GOAL –
Put the lines below into a Markdown table with the columns Row and Line. Number each row and leave out any blank lines.

(Records from a collection)
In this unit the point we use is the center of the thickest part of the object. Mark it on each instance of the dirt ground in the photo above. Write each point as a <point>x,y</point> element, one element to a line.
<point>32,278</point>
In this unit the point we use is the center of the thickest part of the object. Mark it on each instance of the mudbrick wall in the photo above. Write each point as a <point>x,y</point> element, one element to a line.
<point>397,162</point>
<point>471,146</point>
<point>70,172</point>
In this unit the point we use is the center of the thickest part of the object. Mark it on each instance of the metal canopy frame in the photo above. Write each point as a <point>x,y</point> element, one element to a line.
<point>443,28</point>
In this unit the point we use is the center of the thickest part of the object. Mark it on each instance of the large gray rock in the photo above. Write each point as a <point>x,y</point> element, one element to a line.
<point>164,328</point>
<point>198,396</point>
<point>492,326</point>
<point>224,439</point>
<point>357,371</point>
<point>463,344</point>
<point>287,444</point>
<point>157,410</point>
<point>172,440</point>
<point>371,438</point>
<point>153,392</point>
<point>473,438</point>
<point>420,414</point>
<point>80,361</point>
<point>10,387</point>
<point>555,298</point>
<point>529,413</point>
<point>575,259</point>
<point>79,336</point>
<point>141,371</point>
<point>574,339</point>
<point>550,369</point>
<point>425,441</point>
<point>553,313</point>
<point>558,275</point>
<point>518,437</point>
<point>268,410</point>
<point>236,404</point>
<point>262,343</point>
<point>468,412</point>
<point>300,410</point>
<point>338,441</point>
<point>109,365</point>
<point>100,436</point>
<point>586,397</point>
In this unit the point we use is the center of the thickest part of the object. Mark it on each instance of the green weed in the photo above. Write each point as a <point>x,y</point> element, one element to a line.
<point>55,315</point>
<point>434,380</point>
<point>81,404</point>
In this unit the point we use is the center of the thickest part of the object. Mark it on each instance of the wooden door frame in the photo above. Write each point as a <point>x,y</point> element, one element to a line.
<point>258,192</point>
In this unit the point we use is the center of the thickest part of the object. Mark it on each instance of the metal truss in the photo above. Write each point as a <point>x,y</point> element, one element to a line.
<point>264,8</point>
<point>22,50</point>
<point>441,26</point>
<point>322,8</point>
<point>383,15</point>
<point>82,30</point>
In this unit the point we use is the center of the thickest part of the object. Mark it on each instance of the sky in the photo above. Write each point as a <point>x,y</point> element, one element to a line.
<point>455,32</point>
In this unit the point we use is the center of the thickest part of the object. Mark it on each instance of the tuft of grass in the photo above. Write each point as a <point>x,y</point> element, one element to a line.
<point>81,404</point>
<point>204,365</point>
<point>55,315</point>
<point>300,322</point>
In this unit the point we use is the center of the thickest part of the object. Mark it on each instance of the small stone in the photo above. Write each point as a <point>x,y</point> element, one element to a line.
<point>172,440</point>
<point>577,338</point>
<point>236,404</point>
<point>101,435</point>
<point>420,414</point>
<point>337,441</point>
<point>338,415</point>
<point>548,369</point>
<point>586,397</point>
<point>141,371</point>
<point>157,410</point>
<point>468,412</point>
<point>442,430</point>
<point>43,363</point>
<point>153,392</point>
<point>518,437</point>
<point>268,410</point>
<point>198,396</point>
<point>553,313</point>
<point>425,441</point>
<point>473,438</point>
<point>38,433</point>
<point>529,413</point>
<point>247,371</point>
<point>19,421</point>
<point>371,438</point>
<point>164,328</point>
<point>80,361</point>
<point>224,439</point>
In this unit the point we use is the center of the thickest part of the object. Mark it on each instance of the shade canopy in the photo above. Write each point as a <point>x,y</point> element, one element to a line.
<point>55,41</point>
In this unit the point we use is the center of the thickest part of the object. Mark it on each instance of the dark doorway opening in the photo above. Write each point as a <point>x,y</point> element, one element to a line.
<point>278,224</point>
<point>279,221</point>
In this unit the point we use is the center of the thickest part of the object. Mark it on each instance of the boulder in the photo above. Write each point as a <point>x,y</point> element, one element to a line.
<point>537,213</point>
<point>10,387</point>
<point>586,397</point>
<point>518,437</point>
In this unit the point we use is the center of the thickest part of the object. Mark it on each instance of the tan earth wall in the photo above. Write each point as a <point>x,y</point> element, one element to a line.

TASK ANSWER –
| Row | Line |
|---|---|
| 1 | In this unit the point we use is the center of the thickest part of the object. Mark it on each instance of the dirt ground in the photo above. Write each point as a <point>x,y</point> element, one element to a line. |
| 2 | <point>32,278</point> |
| 3 | In this unit the point we use is the center of the thickest part of the object. Mark it on each instance of the mudbrick wall in the photo above. Write each point as a <point>x,y</point> element, one element to a line. |
| 4 | <point>397,162</point> |
| 5 | <point>471,146</point> |
| 6 | <point>70,172</point> |
| 7 | In this unit the point we use is the center of the thickest part of the object. Mark it on each instance of the metal canopy frame in the photo above. Write each point as a <point>x,y</point> element, one element to a line. |
| 8 | <point>443,28</point> |
| 9 | In this unit the point we use is the center of the thickest part of the object. Mark it on each instance of the large gray rock in the photo above. Write each point as a <point>x,y</point> element, one element to a line. |
| 10 | <point>164,328</point> |
| 11 | <point>198,396</point> |
| 12 | <point>492,326</point> |
| 13 | <point>224,439</point> |
| 14 | <point>357,371</point> |
| 15 | <point>463,344</point> |
| 16 | <point>287,444</point> |
| 17 | <point>157,410</point> |
| 18 | <point>172,440</point> |
| 19 | <point>371,438</point> |
| 20 | <point>153,392</point> |
| 21 | <point>473,438</point> |
| 22 | <point>420,414</point> |
| 23 | <point>80,361</point> |
| 24 | <point>10,387</point> |
| 25 | <point>555,298</point> |
| 26 | <point>529,413</point> |
| 27 | <point>575,259</point> |
| 28 | <point>79,336</point> |
| 29 | <point>141,371</point> |
| 30 | <point>574,339</point> |
| 31 | <point>550,369</point> |
| 32 | <point>425,441</point> |
| 33 | <point>553,313</point> |
| 34 | <point>558,275</point> |
| 35 | <point>518,437</point> |
| 36 | <point>268,410</point> |
| 37 | <point>236,404</point> |
| 38 | <point>262,343</point> |
| 39 | <point>468,412</point> |
| 40 | <point>300,410</point> |
| 41 | <point>338,441</point> |
| 42 | <point>109,365</point> |
| 43 | <point>100,436</point> |
| 44 | <point>586,397</point> |
| 45 | In this unit the point we use is the center of the thickest part of the object. Mark it on each instance of the green weed in the photo above. Write each point as a <point>x,y</point> element, one element to a line. |
| 46 | <point>55,315</point> |
| 47 | <point>434,380</point> |
| 48 | <point>81,404</point> |
| 49 | In this unit the point we use is the center of the thickest part of the object. Mark it on each instance of the wooden door frame in the photo above. Write each point as a <point>x,y</point> element, one element to a line. |
| 50 | <point>258,192</point> |
| 51 | In this unit the point we use is the center of the thickest part of the object. Mark it on each instance of the metal truss in the photo above. Write each point as a <point>x,y</point> element, one element to a line. |
| 52 | <point>264,8</point> |
| 53 | <point>22,50</point> |
| 54 | <point>441,26</point> |
| 55 | <point>322,8</point> |
| 56 | <point>383,15</point> |
| 57 | <point>82,30</point> |
| 58 | In this unit the point we use is the center of the thickest part of the object. Mark it on each instance of the sky in the photo above. Write each point as a <point>x,y</point> element, one element to a line. |
| 59 | <point>455,32</point> |
| 60 | In this unit the point we use is the center of the thickest part of the object. Mark it on each instance of the tuft of grass in the photo above. Write each point as a <point>x,y</point> element, one element to a line. |
| 61 | <point>81,404</point> |
| 62 | <point>204,365</point> |
| 63 | <point>55,315</point> |
| 64 | <point>300,322</point> |
| 65 | In this unit the point we use is the center of the thickest part of the object. Mark it on each instance of the small stone in the photo above. Write each point as a <point>x,y</point> element, one element to a line. |
| 66 | <point>172,440</point> |
| 67 | <point>577,338</point> |
| 68 | <point>236,404</point> |
| 69 | <point>101,435</point> |
| 70 | <point>420,414</point> |
| 71 | <point>337,441</point> |
| 72 | <point>338,415</point> |
| 73 | <point>548,369</point> |
| 74 | <point>586,397</point> |
| 75 | <point>141,371</point> |
| 76 | <point>157,410</point> |
| 77 | <point>468,412</point> |
| 78 | <point>442,430</point> |
| 79 | <point>43,363</point> |
| 80 | <point>153,392</point> |
| 81 | <point>518,437</point> |
| 82 | <point>268,410</point> |
| 83 | <point>198,396</point> |
| 84 | <point>553,313</point> |
| 85 | <point>425,441</point> |
| 86 | <point>473,438</point> |
| 87 | <point>38,433</point> |
| 88 | <point>529,413</point> |
| 89 | <point>247,371</point> |
| 90 | <point>19,421</point> |
| 91 | <point>371,438</point> |
| 92 | <point>164,328</point> |
| 93 | <point>80,361</point> |
| 94 | <point>224,439</point> |
| 95 | In this unit the point we use is the center of the thickest part of the object. Mark it on each instance of the shade canopy in the photo above. Write each point as a <point>x,y</point> element, one element to a line. |
| 96 | <point>55,41</point> |
| 97 | In this unit the point we use is the center of the thickest part of the object. Mark it on each instance of the dark doorway opening in the photo above. Write each point as a <point>x,y</point> element, one element to a line. |
| 98 | <point>278,224</point> |
| 99 | <point>279,221</point> |
| 100 | In this unit the point we use is the center of the thickest part of the object. Mark it on each instance of the boulder in the photo above. Write each point as a <point>x,y</point> element, one element to a line. |
| 101 | <point>537,213</point> |
| 102 | <point>10,387</point> |
| 103 | <point>586,397</point> |
| 104 | <point>518,437</point> |
| 105 | In this unit the point we use is the center of the thickest part of the object. Mark it on each instance of the tan earth wall in the photo above. Write each point as a <point>x,y</point> element, one element to a line. |